──────── RECORDS SHOWN ────────

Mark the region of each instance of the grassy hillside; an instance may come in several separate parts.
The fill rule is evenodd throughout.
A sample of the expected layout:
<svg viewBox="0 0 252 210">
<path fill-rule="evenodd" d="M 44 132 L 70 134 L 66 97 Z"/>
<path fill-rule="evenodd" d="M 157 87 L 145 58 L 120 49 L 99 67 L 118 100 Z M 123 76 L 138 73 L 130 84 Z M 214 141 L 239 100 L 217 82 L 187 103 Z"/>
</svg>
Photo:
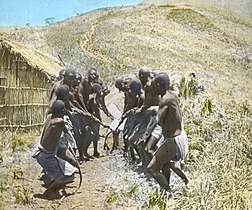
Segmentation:
<svg viewBox="0 0 252 210">
<path fill-rule="evenodd" d="M 189 190 L 169 201 L 150 196 L 144 208 L 213 210 L 252 208 L 250 34 L 251 19 L 183 3 L 97 10 L 47 27 L 2 31 L 81 72 L 95 66 L 108 83 L 142 66 L 185 77 L 196 72 L 204 93 L 188 95 L 190 87 L 180 84 Z"/>
<path fill-rule="evenodd" d="M 251 33 L 251 20 L 235 14 L 173 4 L 98 10 L 48 27 L 17 29 L 8 38 L 60 54 L 83 72 L 96 66 L 107 80 L 140 66 L 195 71 L 222 103 L 247 99 L 251 105 Z"/>
</svg>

────────

EXERCISE REQUIREMENTS:
Reproduce every row above word for word, leaving out the picture line.

SOLUTION BELOW:
Mark the region of each instance of the grassy hillside; an instance may come in several separate parts.
The fill rule is evenodd throughout.
A sample of the expected layout:
<svg viewBox="0 0 252 210">
<path fill-rule="evenodd" d="M 44 132 L 70 134 L 66 97 Z"/>
<path fill-rule="evenodd" d="M 157 87 L 145 58 L 120 49 L 99 67 L 118 100 Z M 123 76 L 138 73 L 130 84 Z M 214 141 L 239 100 L 217 82 L 187 103 Z"/>
</svg>
Photo:
Segmentation:
<svg viewBox="0 0 252 210">
<path fill-rule="evenodd" d="M 189 190 L 169 201 L 150 196 L 144 208 L 213 210 L 252 208 L 250 34 L 251 19 L 183 3 L 97 10 L 47 27 L 2 31 L 81 72 L 95 66 L 108 83 L 142 66 L 185 77 L 196 72 L 204 93 L 188 95 L 190 87 L 180 84 Z"/>
<path fill-rule="evenodd" d="M 251 33 L 251 20 L 235 14 L 173 4 L 98 10 L 48 27 L 17 29 L 8 38 L 60 54 L 83 72 L 96 66 L 107 80 L 140 66 L 195 71 L 222 103 L 247 99 L 251 105 Z"/>
</svg>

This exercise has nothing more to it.